What to produce: Once the line holding "Practice step: point out every instance of the wall chimney" is found in the entries below, restate it and each line after it word for word, with no pictures.

The data:
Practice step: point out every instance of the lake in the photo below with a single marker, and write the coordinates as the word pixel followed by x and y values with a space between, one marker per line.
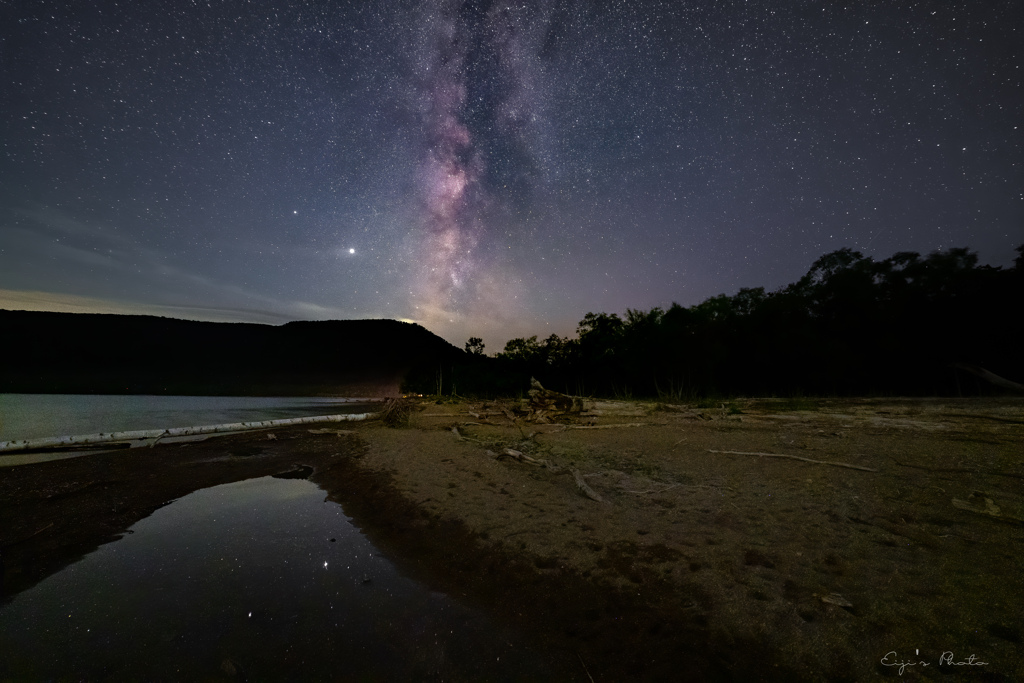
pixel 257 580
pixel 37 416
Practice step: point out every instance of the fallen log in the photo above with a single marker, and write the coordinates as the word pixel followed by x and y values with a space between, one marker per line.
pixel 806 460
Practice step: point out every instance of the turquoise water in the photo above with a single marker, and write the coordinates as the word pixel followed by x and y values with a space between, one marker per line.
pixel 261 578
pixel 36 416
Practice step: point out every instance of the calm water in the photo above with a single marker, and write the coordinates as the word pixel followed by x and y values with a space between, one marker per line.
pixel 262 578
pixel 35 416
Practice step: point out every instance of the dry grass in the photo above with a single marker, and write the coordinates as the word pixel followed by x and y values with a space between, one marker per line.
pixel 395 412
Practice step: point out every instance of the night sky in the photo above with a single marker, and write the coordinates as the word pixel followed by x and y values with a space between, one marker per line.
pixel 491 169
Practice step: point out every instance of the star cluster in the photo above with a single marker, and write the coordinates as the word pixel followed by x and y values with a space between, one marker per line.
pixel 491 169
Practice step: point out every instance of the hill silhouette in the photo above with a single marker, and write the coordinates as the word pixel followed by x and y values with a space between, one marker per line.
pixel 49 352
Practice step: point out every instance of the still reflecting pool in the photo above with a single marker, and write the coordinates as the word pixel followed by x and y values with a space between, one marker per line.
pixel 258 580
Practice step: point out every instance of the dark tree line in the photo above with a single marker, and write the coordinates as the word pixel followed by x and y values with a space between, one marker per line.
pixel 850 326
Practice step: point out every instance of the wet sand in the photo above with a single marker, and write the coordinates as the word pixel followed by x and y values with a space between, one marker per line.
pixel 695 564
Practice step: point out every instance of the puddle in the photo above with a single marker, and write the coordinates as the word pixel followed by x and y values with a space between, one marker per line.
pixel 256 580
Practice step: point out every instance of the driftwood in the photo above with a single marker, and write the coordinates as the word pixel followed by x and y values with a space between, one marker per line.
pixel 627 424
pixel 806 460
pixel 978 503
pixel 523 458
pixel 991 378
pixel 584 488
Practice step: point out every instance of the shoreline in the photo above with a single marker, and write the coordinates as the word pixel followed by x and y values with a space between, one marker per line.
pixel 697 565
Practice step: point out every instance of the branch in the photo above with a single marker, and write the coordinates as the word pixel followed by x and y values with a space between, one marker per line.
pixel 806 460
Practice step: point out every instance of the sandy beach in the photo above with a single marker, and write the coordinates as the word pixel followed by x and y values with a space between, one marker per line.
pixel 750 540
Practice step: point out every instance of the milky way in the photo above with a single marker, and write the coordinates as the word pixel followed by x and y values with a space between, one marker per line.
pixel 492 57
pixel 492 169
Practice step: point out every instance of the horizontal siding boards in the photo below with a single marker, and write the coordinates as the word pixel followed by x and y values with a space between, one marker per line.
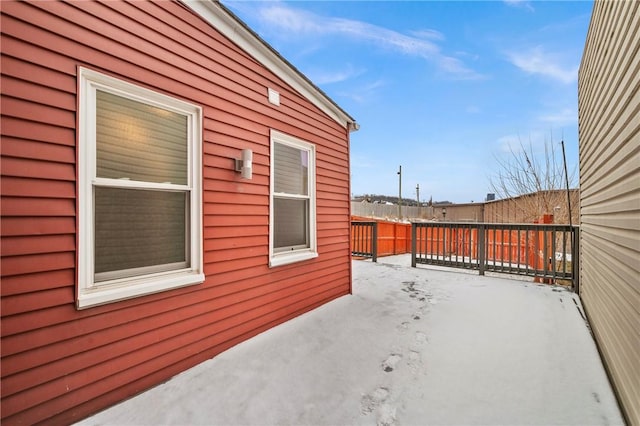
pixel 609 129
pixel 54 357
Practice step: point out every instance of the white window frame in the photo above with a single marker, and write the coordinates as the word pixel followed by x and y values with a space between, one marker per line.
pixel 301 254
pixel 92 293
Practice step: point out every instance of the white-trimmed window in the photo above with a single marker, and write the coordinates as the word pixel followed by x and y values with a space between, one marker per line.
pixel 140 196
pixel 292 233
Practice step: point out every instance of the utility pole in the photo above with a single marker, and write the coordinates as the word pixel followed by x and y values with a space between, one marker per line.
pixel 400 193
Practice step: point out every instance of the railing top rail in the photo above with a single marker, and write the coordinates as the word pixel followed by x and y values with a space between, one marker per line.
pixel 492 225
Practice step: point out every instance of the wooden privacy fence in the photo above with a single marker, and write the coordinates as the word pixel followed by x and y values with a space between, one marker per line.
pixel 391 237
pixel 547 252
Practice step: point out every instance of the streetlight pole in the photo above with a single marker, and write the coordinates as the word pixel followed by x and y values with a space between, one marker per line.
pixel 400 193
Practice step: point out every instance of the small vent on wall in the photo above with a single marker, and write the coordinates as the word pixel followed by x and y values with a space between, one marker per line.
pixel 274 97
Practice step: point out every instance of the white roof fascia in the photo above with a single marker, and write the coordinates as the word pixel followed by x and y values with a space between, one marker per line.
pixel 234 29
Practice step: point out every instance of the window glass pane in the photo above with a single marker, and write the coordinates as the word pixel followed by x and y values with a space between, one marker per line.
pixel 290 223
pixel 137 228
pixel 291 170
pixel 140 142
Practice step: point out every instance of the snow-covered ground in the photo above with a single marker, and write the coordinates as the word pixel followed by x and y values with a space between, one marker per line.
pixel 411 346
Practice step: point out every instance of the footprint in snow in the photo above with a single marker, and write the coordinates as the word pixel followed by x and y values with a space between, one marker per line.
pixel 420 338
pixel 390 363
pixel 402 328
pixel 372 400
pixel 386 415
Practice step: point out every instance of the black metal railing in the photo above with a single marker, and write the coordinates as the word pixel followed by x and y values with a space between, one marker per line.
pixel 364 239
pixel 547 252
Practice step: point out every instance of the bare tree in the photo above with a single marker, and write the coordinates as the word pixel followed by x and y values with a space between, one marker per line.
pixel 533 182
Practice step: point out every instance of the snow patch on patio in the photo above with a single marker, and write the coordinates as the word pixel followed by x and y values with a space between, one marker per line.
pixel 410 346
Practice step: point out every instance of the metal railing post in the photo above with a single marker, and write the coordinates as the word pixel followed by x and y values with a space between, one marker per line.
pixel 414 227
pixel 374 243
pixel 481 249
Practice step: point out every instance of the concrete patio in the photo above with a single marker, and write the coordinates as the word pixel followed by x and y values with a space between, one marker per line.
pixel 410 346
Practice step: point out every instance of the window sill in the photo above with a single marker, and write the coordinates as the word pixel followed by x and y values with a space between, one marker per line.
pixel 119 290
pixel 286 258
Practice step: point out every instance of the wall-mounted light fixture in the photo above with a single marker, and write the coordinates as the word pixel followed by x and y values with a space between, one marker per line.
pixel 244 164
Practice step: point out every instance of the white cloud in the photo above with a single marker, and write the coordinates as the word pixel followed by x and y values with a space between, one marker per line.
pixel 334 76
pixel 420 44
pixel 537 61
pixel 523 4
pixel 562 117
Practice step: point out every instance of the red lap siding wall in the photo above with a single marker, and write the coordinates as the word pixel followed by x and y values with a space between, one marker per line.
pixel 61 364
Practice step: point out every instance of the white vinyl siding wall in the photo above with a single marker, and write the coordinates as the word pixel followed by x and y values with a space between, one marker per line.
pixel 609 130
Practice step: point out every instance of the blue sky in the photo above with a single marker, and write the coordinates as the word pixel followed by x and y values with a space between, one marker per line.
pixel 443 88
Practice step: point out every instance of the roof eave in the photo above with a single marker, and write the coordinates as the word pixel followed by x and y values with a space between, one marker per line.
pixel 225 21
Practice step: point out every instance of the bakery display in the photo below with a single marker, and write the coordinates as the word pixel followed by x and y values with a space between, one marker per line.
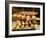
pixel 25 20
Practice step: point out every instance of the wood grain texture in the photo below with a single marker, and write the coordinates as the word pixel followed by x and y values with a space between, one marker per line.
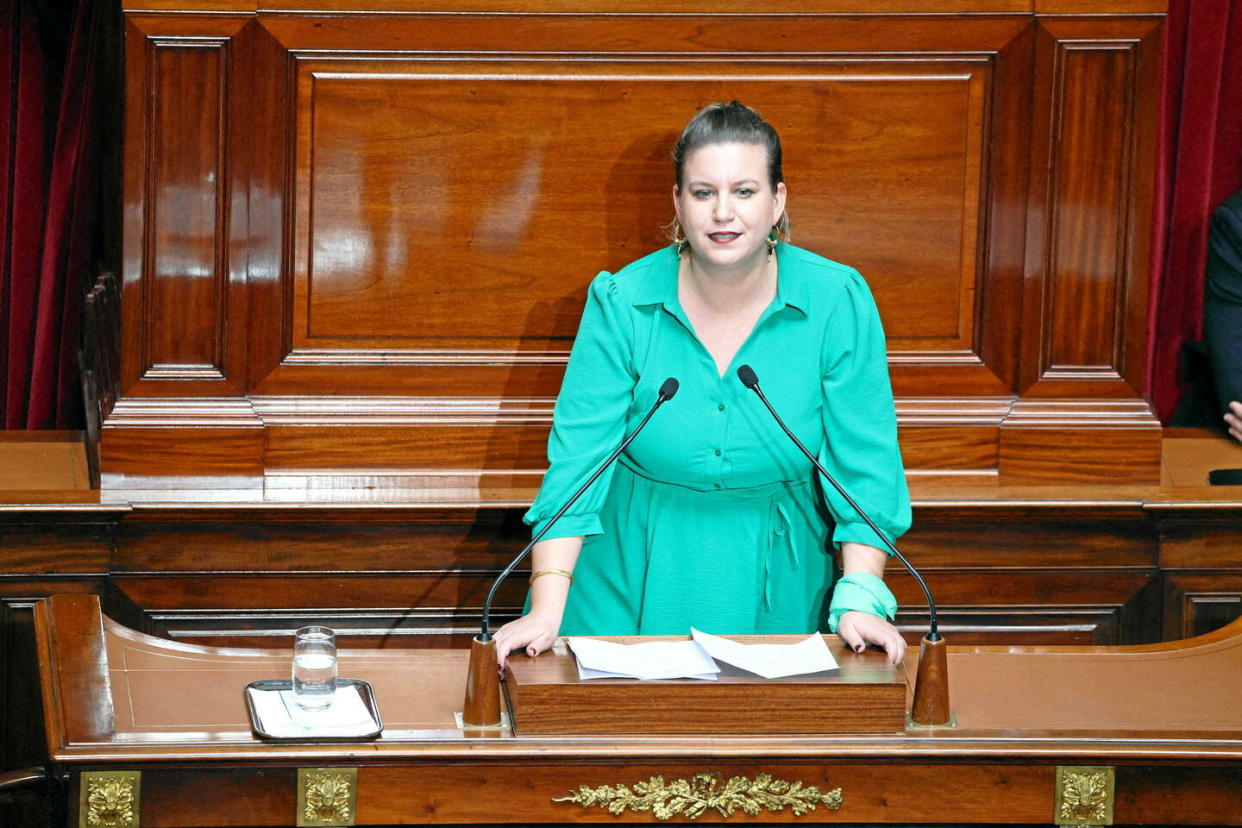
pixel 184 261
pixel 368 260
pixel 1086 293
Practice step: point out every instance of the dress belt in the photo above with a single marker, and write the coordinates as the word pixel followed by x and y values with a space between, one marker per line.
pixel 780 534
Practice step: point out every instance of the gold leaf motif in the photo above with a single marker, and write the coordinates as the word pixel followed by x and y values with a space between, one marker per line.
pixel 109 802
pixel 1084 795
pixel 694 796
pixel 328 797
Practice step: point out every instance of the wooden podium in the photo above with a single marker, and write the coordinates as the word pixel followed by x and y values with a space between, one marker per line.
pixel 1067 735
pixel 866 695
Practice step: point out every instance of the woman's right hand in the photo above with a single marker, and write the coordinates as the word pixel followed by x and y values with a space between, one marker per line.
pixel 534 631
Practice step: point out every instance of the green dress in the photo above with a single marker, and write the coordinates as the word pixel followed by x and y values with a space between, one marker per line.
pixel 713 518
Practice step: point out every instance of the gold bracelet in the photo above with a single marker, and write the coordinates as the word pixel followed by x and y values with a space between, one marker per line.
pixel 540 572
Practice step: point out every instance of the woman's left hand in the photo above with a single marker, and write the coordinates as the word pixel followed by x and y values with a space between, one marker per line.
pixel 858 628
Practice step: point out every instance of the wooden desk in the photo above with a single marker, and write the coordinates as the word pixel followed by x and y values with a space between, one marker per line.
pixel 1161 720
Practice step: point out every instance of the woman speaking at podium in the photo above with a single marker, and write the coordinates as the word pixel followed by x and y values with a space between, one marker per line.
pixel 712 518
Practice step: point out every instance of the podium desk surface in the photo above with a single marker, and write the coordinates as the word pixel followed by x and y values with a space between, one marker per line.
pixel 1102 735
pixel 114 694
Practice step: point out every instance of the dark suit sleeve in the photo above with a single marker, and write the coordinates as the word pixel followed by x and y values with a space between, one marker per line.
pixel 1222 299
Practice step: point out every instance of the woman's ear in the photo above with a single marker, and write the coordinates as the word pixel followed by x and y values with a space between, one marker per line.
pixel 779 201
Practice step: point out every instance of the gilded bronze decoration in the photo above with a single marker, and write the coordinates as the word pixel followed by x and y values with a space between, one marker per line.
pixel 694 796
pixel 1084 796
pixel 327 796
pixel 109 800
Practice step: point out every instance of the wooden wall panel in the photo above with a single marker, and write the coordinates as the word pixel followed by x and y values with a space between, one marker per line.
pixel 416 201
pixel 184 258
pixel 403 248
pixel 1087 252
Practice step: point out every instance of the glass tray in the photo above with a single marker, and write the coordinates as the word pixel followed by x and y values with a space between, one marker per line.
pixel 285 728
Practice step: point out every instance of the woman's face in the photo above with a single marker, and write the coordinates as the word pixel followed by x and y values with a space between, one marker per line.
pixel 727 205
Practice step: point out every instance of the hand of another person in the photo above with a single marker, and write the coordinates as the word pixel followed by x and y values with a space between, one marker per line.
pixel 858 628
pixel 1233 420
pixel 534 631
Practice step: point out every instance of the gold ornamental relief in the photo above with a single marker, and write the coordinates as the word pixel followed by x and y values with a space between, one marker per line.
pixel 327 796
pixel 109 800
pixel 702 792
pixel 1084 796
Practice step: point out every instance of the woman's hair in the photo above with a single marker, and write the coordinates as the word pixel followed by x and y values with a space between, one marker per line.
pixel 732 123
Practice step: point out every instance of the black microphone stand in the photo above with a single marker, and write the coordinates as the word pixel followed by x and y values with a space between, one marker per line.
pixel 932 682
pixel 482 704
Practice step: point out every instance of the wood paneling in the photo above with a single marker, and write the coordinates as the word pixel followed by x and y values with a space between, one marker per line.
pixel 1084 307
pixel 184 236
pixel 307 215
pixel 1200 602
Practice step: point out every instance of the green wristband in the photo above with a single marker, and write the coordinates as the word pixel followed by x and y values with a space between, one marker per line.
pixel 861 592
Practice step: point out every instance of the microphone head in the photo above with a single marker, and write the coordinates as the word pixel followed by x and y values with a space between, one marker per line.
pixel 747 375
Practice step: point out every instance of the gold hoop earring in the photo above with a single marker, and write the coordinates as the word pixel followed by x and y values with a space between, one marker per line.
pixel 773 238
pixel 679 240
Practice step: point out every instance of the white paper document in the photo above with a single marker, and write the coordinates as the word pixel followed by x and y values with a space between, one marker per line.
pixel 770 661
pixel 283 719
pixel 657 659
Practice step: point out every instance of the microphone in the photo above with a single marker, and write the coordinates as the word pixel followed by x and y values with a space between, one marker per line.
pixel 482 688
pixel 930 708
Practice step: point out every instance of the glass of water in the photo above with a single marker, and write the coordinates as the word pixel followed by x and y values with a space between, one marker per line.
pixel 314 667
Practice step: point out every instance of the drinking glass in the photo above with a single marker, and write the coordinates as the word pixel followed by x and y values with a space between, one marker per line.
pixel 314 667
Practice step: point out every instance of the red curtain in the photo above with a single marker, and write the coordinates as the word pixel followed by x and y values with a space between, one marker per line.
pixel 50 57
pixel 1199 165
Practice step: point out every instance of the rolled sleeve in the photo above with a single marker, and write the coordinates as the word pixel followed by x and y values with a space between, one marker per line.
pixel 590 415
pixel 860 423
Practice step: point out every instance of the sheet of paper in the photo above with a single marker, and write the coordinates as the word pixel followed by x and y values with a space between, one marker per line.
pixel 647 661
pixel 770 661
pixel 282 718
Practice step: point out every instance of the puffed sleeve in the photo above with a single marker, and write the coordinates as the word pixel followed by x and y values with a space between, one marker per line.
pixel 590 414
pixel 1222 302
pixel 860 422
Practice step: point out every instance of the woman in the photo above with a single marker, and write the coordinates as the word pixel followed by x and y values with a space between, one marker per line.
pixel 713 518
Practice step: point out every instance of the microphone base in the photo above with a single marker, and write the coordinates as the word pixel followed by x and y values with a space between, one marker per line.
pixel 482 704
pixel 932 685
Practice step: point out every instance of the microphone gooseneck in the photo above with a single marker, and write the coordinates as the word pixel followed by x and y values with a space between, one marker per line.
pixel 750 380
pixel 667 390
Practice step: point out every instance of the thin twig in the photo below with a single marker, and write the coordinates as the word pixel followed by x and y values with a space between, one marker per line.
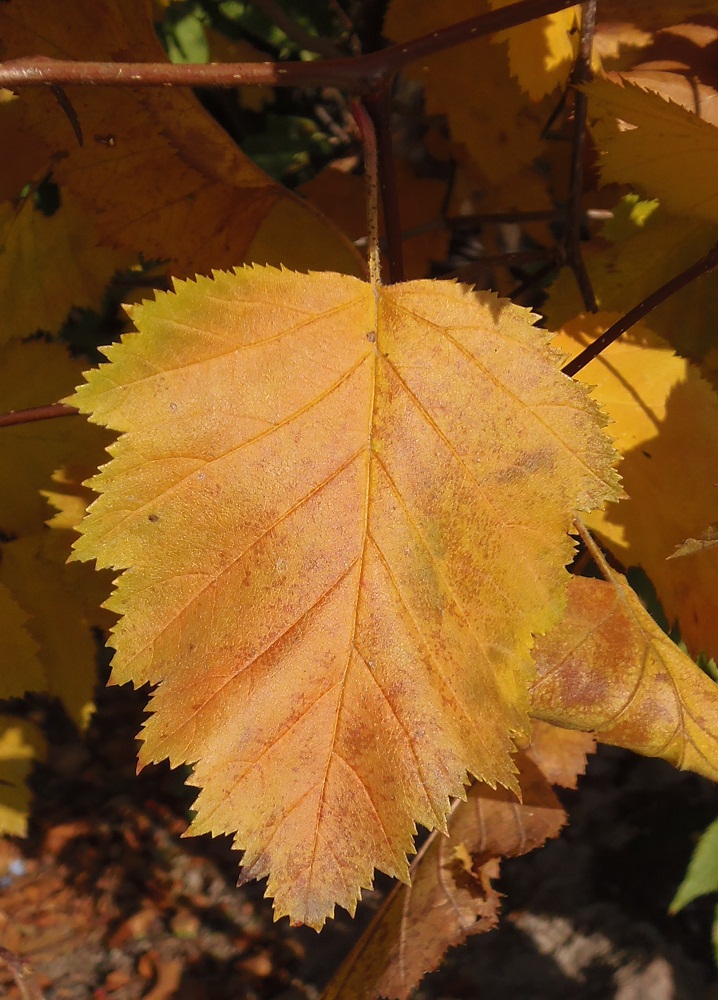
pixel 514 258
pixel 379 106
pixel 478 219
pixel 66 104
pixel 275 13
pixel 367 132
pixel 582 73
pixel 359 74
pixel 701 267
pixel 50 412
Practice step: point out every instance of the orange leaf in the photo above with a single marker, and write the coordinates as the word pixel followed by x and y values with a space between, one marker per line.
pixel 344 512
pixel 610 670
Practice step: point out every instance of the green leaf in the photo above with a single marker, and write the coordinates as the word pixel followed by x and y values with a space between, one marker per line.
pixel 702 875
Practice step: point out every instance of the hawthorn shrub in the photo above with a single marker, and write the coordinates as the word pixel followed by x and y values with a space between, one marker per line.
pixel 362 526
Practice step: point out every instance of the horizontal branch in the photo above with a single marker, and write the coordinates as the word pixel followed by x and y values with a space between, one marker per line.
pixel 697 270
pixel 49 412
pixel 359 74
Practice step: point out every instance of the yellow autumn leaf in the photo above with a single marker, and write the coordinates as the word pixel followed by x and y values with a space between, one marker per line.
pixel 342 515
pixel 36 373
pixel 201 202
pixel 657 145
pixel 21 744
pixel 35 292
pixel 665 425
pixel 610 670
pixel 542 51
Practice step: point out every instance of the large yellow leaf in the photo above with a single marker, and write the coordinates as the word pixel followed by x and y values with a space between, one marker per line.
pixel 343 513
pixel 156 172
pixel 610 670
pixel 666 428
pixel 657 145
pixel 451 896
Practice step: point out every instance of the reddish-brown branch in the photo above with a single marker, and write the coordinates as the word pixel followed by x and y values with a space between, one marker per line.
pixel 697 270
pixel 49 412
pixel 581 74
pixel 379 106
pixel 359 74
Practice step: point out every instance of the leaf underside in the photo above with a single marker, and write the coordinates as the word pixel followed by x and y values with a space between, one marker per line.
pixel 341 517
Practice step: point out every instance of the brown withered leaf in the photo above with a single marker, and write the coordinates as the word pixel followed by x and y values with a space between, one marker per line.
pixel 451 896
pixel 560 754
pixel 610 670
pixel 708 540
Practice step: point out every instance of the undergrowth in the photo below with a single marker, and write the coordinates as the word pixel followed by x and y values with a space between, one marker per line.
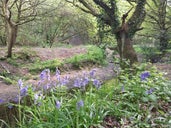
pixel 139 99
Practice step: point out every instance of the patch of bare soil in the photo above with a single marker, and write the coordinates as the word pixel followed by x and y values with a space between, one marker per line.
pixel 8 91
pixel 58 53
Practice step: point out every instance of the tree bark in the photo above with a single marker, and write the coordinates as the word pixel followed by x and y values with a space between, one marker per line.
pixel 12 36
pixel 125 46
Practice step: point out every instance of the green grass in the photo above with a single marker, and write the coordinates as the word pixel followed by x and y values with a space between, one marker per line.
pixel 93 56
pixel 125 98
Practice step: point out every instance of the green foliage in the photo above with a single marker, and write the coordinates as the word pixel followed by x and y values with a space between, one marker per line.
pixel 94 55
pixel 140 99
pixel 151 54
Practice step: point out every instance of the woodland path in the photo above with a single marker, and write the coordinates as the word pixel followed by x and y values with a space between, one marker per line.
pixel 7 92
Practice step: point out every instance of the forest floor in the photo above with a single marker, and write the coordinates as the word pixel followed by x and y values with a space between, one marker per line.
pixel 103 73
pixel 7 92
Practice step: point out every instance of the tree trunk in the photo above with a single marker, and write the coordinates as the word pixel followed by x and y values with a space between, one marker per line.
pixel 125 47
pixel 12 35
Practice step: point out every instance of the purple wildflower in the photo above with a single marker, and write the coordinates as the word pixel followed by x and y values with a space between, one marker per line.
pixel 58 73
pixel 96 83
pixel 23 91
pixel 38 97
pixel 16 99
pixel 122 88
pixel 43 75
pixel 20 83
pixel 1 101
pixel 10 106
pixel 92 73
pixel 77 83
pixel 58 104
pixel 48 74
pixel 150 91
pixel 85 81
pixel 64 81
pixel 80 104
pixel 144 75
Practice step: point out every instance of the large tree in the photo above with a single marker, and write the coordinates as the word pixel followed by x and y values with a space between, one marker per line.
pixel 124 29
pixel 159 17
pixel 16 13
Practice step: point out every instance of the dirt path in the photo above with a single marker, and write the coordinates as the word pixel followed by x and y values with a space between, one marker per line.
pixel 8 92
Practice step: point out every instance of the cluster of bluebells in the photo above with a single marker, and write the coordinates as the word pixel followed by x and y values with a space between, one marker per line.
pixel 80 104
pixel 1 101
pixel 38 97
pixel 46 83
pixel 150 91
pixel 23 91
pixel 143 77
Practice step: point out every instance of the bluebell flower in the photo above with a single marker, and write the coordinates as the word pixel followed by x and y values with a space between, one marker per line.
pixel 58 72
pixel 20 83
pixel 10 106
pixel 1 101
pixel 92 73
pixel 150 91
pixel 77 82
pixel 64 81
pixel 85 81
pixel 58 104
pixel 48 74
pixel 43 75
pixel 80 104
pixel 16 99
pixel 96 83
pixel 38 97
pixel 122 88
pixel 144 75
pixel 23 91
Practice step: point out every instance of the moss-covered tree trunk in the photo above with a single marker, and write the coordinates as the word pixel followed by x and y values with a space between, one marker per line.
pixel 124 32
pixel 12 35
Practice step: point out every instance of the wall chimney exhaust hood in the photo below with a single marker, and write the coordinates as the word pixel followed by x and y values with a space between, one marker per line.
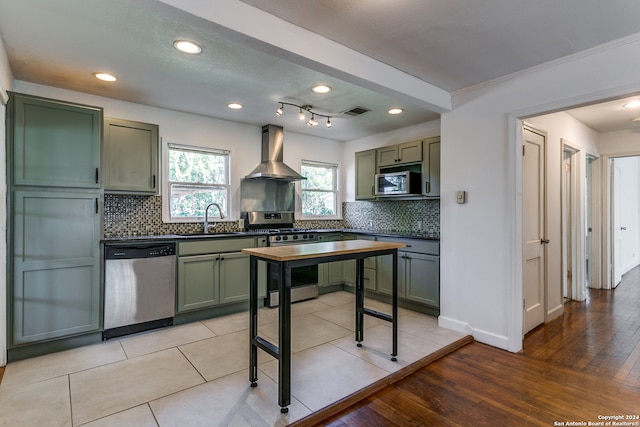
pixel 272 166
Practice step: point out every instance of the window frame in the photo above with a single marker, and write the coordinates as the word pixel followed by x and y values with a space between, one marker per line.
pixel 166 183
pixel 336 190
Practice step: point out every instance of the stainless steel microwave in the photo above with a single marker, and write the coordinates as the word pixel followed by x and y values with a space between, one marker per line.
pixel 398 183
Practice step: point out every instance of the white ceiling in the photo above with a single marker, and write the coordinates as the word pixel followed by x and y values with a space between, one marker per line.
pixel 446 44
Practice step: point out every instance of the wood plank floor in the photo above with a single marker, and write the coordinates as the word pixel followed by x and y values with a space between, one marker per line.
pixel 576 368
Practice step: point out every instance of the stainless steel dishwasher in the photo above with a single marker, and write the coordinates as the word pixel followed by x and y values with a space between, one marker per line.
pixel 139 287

Answer space:
Practice step: point out every instance of the wall chimney exhaust hood in the photo below with a single marker, and write the coordinates as the word pixel followed by x and y values with a space between, one marker per line.
pixel 272 166
Practice step: point out every instance of the window frame in the photo above with a single marker, and write the coordinates as the word pixel followed by x and y values with a space between, one marker per line.
pixel 166 183
pixel 336 190
Practice step: point out every instance of the stainless steel microwave in the photo above with a single marker, and write the coordinates as the word pixel followed by x and y values with a space between, one marker per line.
pixel 398 183
Practice step: point out every instance of the white ceiling in the photo above with a single marker, and write the coordinates as the word pixel followed by x and y values with a space between, one marker per line.
pixel 446 44
Practice step: point out every instance of the wood plank floor in the photo above with a single marker, and write the coordinates as the word pixel followed by x and y values with a space between, one marker per line.
pixel 576 368
Practice step: point out every instance of the stainless steel dishwasher in the photo above with a single marker, and write the coordinates as the word pixel followed by x and y values with a space between, one marker per line.
pixel 139 287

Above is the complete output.